**Selected passage**
[START]

Executive Summary

Past findings on the relationship between merit pay raises and important work-related outcomes such as effort, pay-related attitudes, and turnover have yielded equivocal results. Overall, we know little about whether/how performance-based pay influences key employee outcomes and the level of pay for performance required to yield the desired outcomes.

This study seeks to answer four main questions:

  1. Is there a pay-increase threshold at which people begin to “work harder” and report more positive attitudes?
  2. How do employee prior expectations about their incentives play a role in terms of changing their effort and attitudes after receiving the incentive?
  3. What level of merit increases do employees value?
  4. How do cultural differences influence the effectiveness of merit pay across countries and territories?

[END]

**Problem statement**
Repeat the stretch of the merit pay summary from "1. Is there" through "countries and territories?", word for word. The data that comes next has no connection to the merit pay summary.

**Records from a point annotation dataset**
[START]

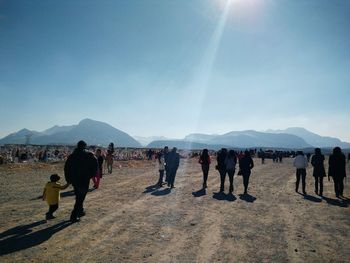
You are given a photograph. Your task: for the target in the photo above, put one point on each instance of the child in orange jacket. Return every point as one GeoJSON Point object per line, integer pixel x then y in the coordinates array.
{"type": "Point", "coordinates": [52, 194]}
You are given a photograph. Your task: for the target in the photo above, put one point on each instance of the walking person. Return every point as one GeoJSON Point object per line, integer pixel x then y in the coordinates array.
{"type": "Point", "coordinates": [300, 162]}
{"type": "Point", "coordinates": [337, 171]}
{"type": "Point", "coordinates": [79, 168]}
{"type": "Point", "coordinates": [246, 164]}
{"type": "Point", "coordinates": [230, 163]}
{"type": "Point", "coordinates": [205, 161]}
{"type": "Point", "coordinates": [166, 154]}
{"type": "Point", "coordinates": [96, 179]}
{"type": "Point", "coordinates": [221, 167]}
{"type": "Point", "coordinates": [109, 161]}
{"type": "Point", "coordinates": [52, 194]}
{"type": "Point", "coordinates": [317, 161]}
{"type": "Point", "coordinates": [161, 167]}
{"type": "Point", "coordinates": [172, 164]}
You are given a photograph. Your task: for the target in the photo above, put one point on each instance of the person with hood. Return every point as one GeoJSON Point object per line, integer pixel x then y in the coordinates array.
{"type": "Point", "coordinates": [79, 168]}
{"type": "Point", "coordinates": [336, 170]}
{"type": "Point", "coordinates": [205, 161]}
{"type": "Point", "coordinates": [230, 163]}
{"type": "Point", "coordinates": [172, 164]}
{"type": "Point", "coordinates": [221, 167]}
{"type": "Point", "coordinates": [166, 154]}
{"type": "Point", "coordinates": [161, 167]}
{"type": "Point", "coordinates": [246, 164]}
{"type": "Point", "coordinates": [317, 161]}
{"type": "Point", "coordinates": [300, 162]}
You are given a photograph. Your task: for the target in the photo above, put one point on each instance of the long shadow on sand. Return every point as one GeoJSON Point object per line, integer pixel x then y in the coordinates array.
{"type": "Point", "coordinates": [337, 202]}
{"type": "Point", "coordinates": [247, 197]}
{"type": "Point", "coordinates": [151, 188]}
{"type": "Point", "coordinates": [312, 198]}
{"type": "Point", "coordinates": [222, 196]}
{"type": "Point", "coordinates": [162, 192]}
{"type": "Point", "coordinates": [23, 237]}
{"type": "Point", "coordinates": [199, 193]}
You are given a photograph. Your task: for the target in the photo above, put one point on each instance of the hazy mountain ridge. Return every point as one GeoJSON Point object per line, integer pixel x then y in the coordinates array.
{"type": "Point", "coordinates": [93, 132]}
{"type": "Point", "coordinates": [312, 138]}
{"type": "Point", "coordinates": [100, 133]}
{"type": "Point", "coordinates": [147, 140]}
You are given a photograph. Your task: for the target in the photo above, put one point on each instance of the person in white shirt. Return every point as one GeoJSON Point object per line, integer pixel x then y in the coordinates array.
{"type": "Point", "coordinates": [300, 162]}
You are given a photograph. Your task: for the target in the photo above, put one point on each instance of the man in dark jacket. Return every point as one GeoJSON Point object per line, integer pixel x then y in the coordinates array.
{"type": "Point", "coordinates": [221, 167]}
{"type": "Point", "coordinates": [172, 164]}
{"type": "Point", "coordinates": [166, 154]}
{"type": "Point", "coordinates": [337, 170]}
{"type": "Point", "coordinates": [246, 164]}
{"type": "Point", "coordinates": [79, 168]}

[END]
[START]

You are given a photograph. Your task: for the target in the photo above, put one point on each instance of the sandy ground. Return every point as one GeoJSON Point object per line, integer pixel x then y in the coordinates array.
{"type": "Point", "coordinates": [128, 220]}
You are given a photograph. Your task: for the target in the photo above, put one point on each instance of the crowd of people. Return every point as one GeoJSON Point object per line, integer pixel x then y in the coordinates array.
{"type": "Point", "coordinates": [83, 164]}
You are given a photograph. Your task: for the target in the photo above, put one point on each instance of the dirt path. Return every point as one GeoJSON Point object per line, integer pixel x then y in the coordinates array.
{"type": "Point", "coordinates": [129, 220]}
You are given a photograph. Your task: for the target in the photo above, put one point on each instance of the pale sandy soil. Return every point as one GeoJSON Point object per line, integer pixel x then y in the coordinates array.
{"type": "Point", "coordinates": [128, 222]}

[END]
[START]

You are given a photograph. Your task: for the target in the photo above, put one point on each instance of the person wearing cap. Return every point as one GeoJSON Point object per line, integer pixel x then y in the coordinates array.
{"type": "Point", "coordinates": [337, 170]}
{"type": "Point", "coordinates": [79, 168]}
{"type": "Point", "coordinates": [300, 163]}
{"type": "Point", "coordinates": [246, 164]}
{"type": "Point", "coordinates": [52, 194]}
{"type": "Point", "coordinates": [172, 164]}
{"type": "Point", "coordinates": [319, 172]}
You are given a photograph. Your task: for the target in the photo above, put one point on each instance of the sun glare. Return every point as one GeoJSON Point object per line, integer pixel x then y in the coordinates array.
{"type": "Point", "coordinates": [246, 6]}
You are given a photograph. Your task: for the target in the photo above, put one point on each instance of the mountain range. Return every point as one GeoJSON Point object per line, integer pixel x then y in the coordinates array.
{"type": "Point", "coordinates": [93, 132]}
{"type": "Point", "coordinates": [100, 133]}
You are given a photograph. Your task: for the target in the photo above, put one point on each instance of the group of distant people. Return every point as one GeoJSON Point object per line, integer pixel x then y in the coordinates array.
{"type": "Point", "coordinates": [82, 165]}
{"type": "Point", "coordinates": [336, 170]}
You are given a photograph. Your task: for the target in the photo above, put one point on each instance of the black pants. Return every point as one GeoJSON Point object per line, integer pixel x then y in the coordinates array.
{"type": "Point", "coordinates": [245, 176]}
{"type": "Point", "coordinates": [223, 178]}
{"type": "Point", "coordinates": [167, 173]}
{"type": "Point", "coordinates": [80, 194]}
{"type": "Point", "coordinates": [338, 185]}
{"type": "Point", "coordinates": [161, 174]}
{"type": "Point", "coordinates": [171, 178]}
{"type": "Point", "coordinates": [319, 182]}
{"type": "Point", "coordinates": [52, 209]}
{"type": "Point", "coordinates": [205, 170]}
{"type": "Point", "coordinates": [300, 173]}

[END]

**Written response**
1. Is there a pay-increase threshold at which people begin to “work harder” and report more positive attitudes?
  2. How do employee prior expectations about their incentives play a role in terms of changing their effort and attitudes after receiving the incentive?
  3. What level of merit increases do employees value?
  4. How do cultural differences influence the effectiveness of merit pay across countries and territories?